**Фрагмент**

+++++

В Санкт- Петербурге прошла ХIV Европейская театральная премия
На церемонии закрытия, поставленной Андреем Могучим, лейтмотивом звучала изумительной красоты песня "Русь, чего ты хочешь от меня?.." (музыка Александра Маноцкова, он же - за роялем, а слова принадлежали Гоголю.)
В русский березовый видеолес влетали бабочками желтые европейские видеозвезды, мейерхольдовский занавес сторожили матросы, бабы пели, настоящая лошадь вывозила на телеге то ведущих Николая Мартона и Ксению Раппопорт (он, фрачный, лакированный, - олицетворение скованной России, она, в джинсах и кедах, - раскованная Европа), то "цветы жизни" - хрупких крошек в балетных пачках с букетами лауреату.
Вручалась ХIV Европейская театральная премия, многочисленные мероприятия которой проходили в Петербурге.
"Русь, чего ты хочешь от меня?" - спрашивал у нас европейский театр. Мы хотели только одного: понять, какой театр оказался образцовым для жюри самой престижной европейской театральной награды. Нынче ее лауреатом стал Петер Штайн. А специальная премия за "приверженность европейским идеалам, а также идеалам мира в сочетании с высоким уровнем их культурного и политического опыта" была присуждена Юрию Любимову.

+++++

**Задания**
**A.** Кто, согласно фрагменту, стал лауреатом XIV Европейской театральной премии?
**B.** Напишите продолжение текста о XIV Европейской театральной премии в Петербурге, начиная после его последнего предложения.

[Фрагменты набора данных для разметки точками]
+++++

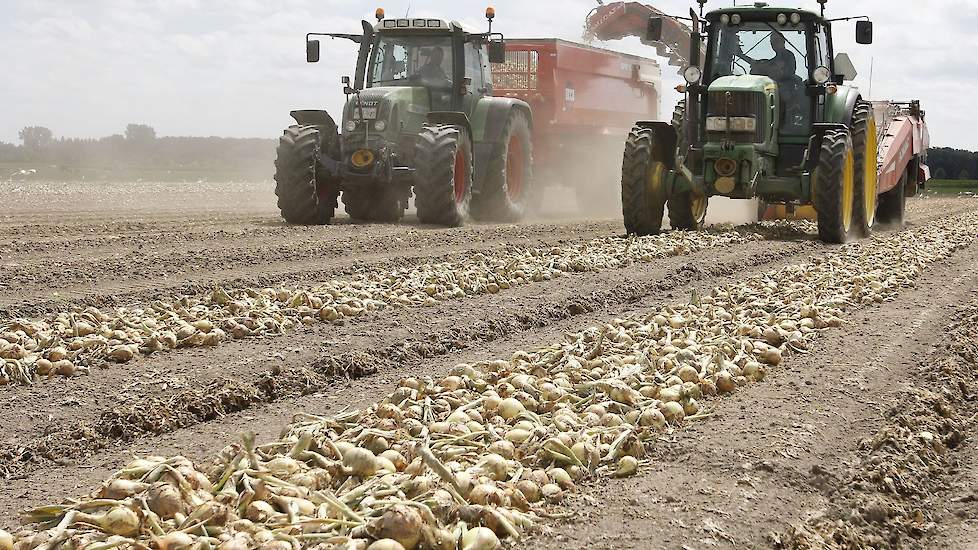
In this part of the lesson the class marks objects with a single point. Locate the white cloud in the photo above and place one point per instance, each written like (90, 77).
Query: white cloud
(236, 67)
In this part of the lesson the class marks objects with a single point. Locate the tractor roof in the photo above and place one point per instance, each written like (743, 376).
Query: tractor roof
(413, 24)
(762, 9)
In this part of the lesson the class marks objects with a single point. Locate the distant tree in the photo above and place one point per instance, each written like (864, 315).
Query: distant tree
(140, 133)
(36, 137)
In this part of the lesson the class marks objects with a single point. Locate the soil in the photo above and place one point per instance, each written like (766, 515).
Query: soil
(776, 460)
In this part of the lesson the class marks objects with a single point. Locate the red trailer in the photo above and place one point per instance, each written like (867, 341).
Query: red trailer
(584, 100)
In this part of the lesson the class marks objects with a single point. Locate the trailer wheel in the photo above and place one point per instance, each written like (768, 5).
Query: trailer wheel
(506, 193)
(892, 204)
(443, 184)
(687, 211)
(295, 178)
(380, 205)
(835, 180)
(864, 142)
(643, 193)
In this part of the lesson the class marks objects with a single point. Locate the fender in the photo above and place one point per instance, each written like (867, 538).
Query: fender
(839, 106)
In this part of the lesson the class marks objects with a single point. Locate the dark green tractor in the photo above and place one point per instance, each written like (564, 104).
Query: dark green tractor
(769, 113)
(419, 116)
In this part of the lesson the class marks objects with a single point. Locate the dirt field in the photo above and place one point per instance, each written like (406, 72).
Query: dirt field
(786, 462)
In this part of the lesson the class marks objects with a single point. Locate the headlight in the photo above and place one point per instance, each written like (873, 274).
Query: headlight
(737, 124)
(821, 75)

+++++

**Ответы**
**A.** Петер Штайн.

**B.**
Премия "Новая театральная реальность" (ее вручают персонам и театральным компаниям "за поиск нового языка") в этом году присудили Вильяму Дочоломанскому (Словакия/Чехия), Кэти Митчелл (Великобритания), Андрею Могучему (Россия), Кристиану Смедсу (Финляндия), Театру "Вестурпорт" (Исландия), Театру "Меридиональ" (Португалия).
Спектакли лауреатов (за исключением Митчелл) мы и смотрели в режиме нон-стоп почти неделю.
Представленный европейский театр, судя по разложенному пасьянсу, возвращается к формам балагана, к стилистике доступного, часто удивляющего увеселения, увлекательной адаптации.
Пожалуй, самым сильным впечатлением оказался для многих "Mr Vertigo" К.Смедса по роману П.Остера, соединивший несоединимое - элитарность и общедоступность. Общедоступность - в полной приключений и лишений истории мальчика Уолта, преодолевшего в двенадцать лет земную гравитацию, в фабульности и красочности спектакля. Сперва мы сидим на поворотном круге, как на праздничной карусели, и нас возят туда-сюда, демонстрируя разные места действия. "Езда в незнаемое" впечатляет только новобранцев, матерым же театралам уже не раз "кружили голову" подобным образом. Чувствуешь себя маневровым паровозом, хотя сразу завораживают настоящий огонь, необыкновенно красивый свет, живой звук и огромные дикие (неживые) животные ростом под потолок в зале "Балтдома" (это одна из картин, мимо которой мы проезжаем). Морские глубины, дым, элементы вестерна, музыка - словом, феерия! Профессиональный сосед слева вздыхает: почему на месте главного героя не Адасинский, высекающий метафизику из самого себя (актер, имя которого, кстати, не указано в буклете, высекает в меньшей степени), сосед справа иронически спрашивает, не брат ли этот артист нашему Девотченко? Я жду перемен, свято веря, что не может увлекательный общедоступный балаган предъявляться нам как вершина европейского театра!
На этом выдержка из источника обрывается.